>> begin Data records
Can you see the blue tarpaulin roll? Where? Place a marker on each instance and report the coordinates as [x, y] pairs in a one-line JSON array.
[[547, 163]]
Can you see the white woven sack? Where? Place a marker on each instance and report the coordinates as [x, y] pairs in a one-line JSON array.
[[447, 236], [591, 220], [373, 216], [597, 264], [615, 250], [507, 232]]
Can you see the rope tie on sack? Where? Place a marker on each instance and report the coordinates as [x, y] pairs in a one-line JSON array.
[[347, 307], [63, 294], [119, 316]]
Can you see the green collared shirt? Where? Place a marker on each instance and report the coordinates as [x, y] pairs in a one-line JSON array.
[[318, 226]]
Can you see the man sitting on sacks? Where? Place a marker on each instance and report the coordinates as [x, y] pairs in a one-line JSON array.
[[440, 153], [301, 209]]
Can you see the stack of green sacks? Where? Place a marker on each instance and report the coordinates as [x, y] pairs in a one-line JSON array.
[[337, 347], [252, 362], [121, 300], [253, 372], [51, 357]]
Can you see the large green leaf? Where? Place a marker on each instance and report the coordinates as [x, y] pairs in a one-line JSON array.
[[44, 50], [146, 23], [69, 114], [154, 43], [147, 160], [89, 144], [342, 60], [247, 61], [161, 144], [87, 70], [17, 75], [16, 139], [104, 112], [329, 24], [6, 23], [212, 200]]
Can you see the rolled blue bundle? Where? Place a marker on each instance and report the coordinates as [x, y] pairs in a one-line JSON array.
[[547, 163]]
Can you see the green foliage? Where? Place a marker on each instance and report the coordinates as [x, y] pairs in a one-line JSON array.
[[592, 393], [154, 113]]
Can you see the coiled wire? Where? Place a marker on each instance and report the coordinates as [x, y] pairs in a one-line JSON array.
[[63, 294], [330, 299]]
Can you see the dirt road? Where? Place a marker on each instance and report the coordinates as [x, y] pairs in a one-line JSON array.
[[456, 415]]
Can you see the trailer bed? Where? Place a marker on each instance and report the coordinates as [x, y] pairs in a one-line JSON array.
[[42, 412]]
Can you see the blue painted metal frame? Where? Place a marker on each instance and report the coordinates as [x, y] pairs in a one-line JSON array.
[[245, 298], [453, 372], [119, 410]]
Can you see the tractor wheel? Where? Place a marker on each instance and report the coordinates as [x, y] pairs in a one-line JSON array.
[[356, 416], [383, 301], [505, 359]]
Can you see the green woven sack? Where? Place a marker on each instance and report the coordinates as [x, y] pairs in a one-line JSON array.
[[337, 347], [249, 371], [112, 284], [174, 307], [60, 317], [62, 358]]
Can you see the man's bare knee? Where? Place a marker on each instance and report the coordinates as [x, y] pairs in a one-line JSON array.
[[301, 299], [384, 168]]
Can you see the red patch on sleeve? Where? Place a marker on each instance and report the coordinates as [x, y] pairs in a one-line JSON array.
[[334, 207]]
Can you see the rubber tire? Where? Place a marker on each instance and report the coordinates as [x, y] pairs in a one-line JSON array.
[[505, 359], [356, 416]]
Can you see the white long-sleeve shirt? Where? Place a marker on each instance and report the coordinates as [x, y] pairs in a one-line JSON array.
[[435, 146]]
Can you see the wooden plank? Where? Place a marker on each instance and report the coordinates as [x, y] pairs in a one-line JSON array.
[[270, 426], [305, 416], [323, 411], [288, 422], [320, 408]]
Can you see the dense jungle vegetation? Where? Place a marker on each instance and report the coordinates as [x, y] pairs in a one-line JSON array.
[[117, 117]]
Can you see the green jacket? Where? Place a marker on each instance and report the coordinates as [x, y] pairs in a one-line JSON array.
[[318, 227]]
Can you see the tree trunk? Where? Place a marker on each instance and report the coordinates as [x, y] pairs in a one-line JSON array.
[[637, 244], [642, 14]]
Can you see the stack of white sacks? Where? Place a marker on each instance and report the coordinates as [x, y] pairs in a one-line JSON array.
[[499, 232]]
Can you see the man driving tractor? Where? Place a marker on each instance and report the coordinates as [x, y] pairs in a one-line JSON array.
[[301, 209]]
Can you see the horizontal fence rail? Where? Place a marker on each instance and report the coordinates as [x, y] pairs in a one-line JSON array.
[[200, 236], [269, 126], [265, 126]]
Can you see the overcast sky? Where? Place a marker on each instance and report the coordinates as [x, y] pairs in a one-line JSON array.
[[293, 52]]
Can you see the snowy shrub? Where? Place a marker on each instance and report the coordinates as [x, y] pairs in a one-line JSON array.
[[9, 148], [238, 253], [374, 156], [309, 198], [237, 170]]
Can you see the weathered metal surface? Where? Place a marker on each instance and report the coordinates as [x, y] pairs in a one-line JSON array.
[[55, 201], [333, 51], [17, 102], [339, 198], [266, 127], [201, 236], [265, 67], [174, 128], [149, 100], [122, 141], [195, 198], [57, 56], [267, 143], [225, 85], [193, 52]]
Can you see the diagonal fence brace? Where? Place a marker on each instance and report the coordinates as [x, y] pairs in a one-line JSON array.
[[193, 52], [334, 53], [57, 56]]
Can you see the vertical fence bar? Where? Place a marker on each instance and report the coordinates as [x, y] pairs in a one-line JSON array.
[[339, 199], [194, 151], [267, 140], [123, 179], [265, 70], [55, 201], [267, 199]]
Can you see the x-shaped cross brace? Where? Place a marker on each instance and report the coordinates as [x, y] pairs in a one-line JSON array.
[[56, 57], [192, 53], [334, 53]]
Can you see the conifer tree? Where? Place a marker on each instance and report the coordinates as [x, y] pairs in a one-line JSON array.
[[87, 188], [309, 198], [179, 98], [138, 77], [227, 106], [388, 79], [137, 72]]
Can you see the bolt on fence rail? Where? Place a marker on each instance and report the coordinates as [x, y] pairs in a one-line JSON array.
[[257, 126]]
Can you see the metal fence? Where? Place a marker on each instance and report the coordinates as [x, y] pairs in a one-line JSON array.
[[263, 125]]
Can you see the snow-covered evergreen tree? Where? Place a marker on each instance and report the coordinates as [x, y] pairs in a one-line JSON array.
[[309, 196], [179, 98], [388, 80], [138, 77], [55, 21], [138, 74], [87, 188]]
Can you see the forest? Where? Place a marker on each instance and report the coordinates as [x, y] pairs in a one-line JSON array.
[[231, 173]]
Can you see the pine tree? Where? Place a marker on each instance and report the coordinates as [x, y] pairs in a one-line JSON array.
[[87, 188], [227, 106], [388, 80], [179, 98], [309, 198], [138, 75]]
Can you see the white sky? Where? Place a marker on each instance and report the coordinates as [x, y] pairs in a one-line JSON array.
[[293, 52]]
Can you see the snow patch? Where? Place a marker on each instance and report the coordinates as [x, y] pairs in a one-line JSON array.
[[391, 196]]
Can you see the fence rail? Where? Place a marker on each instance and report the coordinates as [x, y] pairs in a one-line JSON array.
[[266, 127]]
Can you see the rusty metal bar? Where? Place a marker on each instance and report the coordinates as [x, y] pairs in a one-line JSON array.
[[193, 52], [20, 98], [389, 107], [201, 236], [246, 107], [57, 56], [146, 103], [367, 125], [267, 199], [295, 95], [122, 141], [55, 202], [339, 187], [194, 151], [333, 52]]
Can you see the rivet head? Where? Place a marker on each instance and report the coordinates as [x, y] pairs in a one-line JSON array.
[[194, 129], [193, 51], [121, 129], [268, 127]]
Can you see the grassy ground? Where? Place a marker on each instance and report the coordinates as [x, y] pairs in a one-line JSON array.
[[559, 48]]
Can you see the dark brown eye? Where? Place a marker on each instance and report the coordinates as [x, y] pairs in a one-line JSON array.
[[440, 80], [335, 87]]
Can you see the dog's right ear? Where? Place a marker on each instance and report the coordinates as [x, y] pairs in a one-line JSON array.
>> end Data records
__Description of the task__
Output every line of this listing as a numbered list, leaving out any blank lines.

__In response__
1. Can you see the blue tarpaulin roll? Where? Place a marker on each instance and report the coordinates as [x, y] pairs in a one-line JSON array.
2. [[547, 163]]
3. Can you see the white woven sack? Where? Place a marker on each instance and report the coordinates as [x, y] pairs in a one-line JSON array.
4. [[447, 236], [591, 220], [373, 216], [597, 264], [615, 250], [507, 232]]
5. Can you see the rope tie on sack? Where? Place a marker on each instance and report the coordinates as [x, y] pairs in a one-line JSON array.
6. [[347, 307], [63, 294], [119, 316]]
7. Can you see the green collared shirt? Where? Place a marker on each instance and report the coordinates as [x, y] pairs in a one-line JSON array.
8. [[318, 226]]
9. Can you see the man sitting on sacks? Where? Place a marker on each instance and report the coordinates as [x, y] pairs in a one-line JSON array.
10. [[440, 153], [301, 209]]
11. Can you see the stack of green sacks? Where? Place a marker on each instance and report the coordinates as [x, y] pairs in a one-line JSON array.
12. [[337, 347], [252, 362], [121, 300], [253, 372], [51, 357]]
13. Can you see the large green leaf? Where? Place a marker on each instance and report the coordinates as [x, y] pairs in a one-line JSON array.
14. [[44, 50], [146, 23], [69, 114], [154, 43], [147, 160], [89, 144], [342, 60], [247, 61], [161, 144], [87, 70], [17, 75], [16, 139], [104, 112], [329, 24], [6, 23], [212, 200]]
15. Can you see the rolled blue bundle? Where? Place a marker on each instance and report the coordinates as [x, y] pairs in a one-line JSON array.
16. [[547, 163]]
17. Can you see the green foliage? Where? Place a marker on each instance and report the coordinates as [x, y] pairs in a one-line JSON array.
18. [[592, 393], [154, 113]]
19. Can you see the coiled wire? Where? Place a marker on each instance and report the coordinates as [x, y] pairs in a one-line JSON array.
20. [[63, 294], [330, 299]]
21. Can you see the dirt road? Where? Place a marker on each instance and report the coordinates as [x, y] pairs in a one-line JSON array.
22. [[456, 415]]
23. Can you see the trailer bed? Where? Place a marker on each instance and report the coordinates as [x, y] pairs in a one-line JSON array.
24. [[42, 412]]
25. Can you see the blue painted metal frame? Where? Place a marker on each instance and report the coordinates as [x, y] pairs in a one-line JSON array.
26. [[245, 298], [453, 372], [119, 410]]
27. Can you see the tractor wheel? Where? Place a marker on each instance and report the coordinates as [x, y] pairs in a one-line JSON array.
28. [[356, 416], [383, 301], [505, 359]]
29. Can you see the green woven sack? Where? Place a marker on each instance and report the coordinates as [x, y] pairs in a one-line JSON array.
30. [[337, 347], [249, 371], [112, 284], [174, 307], [60, 317], [62, 358]]
31. Can you see the man's bare knee? Where? Place a marker on each instance and report the coordinates as [x, y] pairs in a one-line JSON array.
32. [[301, 299], [384, 168]]
33. Can you see the red patch on sleeve? Where? Place a marker on each instance and report the coordinates as [x, y] pairs in a one-line JSON array.
34. [[334, 207]]
35. Can you see the rubber tire? Where? Place a marker on each instance and report the coordinates as [x, y] pairs in a one-line JSON array.
36. [[505, 359], [356, 416]]
37. Can you see the white long-sleeve shirt? Where? Place a marker on each instance and report the coordinates as [x, y] pairs in a one-line JSON array.
38. [[435, 146]]
39. Can you see the wooden plank? Where? Place a marker on each instance and report the coordinates as [x, y] pairs in a one-line JSON array.
40. [[270, 426], [305, 416], [323, 411], [288, 422], [320, 408]]
41. Can you see the dense jungle vegetation? Where? Place a marker on each instance and report the coordinates as [x, y] pairs in a one-line JSON array.
42. [[117, 117]]
43. Can you see the green jacket? Where? Place a marker on each instance and report the coordinates as [x, y] pairs in a one-line JSON array.
44. [[318, 227]]
45. Can you see the tree trunk? Where? Place a marker on each instance and report the coordinates as [x, y] pairs in a one-line JSON array.
46. [[637, 244], [642, 14]]
47. Can you see the stack of white sacks? Where? Place a marker on each instance and report the coordinates as [x, y] pairs in a one-line JSON array.
48. [[499, 232]]
49. Can you see the man driving tractor? Where? Place a marker on each instance and report the coordinates as [x, y] pairs in a one-line JSON array.
50. [[301, 209]]
51. Can you see the horizontal fence rail? Where? Place a marker on each instance and report the coordinates as [x, y] pairs in a one-line JSON array.
52. [[200, 236], [269, 126], [265, 126]]
53. Can you see the overcast sky? Where? Place a marker on each instance and report the coordinates as [x, y] pairs in a one-line JSON array.
54. [[293, 52]]
55. Can you see the snowy shrub? Where? Place a marker on each instance and report the coordinates as [x, y] pairs in a one-line JSON array.
56. [[9, 148], [238, 253], [374, 156], [309, 198], [237, 170]]
57. Can you see the weathered metal surface? Where? Place a marker on each instance and report the coordinates as [x, y] pairs in a one-line JSON array.
58. [[55, 201], [333, 51], [17, 102], [339, 198], [266, 127], [201, 236], [265, 67], [174, 128], [149, 100], [122, 141], [195, 198], [57, 56], [267, 143], [225, 85], [193, 52]]
59. Can you see the diagonal fence brace? Where? Place a marker on each instance and report the coordinates as [x, y] pairs in a one-line JSON array.
60. [[193, 52], [334, 53], [57, 56]]
61. Can you see the vertical fence bar? Where? Place a marker on each instance and report the coordinates as [x, y] pairs in a one-line JSON array.
62. [[339, 199], [194, 151], [267, 140], [123, 179], [265, 70], [55, 201], [267, 199]]
63. Can you see the x-shaped cross brace? Where? Place a marker on each instance and report the coordinates as [x, y] pairs in a one-line JSON array.
64. [[56, 57], [192, 53], [334, 53]]
65. Can you see the conifer tree? Where? Place a marker on each instance and report the coordinates as [x, y] pairs in a one-line JSON array.
66. [[87, 188], [309, 198], [179, 98], [138, 77], [227, 106], [388, 79], [137, 72]]
67. Can you see the bolt on fence rail? Where? Place a marker on each instance and report the coordinates as [x, y] pairs in a one-line JSON array.
68. [[257, 126]]
69. Can you see the metal fence? Where? Place a marker on each instance and report the coordinates as [x, y] pairs in a one-line JSON array.
70. [[263, 125]]
71. Can you see the snow-covered evergreen tree? Where? Place a marker on each instance and report the coordinates as [x, y] pairs in a one-line JSON array.
72. [[309, 196], [179, 98], [388, 80], [138, 77], [55, 21], [138, 74], [87, 188]]
73. Can you see the forest? Where? Place a marker on each instance and report the coordinates as [x, y] pairs in a one-line JSON array.
74. [[231, 173]]
75. Can you see the pine tree? Where? Place a marker on each instance and report the coordinates as [x, y] pairs in a one-line JSON array.
76. [[87, 188], [227, 106], [388, 80], [179, 98], [309, 198], [138, 75]]
77. Can you see the white sky? Where? Place a marker on each instance and report the coordinates as [x, y] pairs in a one-line JSON array.
78. [[293, 52]]
79. Can you see the snow patch? Where? Place a marker on each instance and report the coordinates as [x, y] pairs in a one-line JSON array.
80. [[391, 196]]
81. Can you see the fence rail? Where? Place a marker on each instance and report the coordinates as [x, y] pairs in a one-line JSON array.
82. [[266, 127]]
83. Can you see the rusty metal bar? Where? Place a marker on each instance and report the coordinates as [x, y] pairs in a one-line JSON array.
84. [[193, 52], [20, 98], [389, 107], [201, 236], [246, 107], [57, 56], [146, 103], [367, 125], [267, 199], [295, 95], [122, 141], [55, 202], [339, 187], [194, 151], [333, 52]]
85. Can you see the rivet head? Where? Place a marker on each instance and report the coordinates as [x, y] pairs in a one-line JSON array.
86. [[194, 129], [193, 51], [121, 129], [268, 127]]
87. Can you see the grassy ground? Where? Place a marker on each instance and report the coordinates as [x, y] pairs in a one-line JSON array.
88. [[559, 48]]
89. Can you see the dark brown eye? Where? Place a marker on each instance and report the coordinates as [x, y] pairs in a one-line JSON array.
90. [[440, 80], [335, 87]]
91. Can you see the dog's right ear? Where? Place a marker on each instance and report the coordinates as [x, y] pairs in a one-line JSON array.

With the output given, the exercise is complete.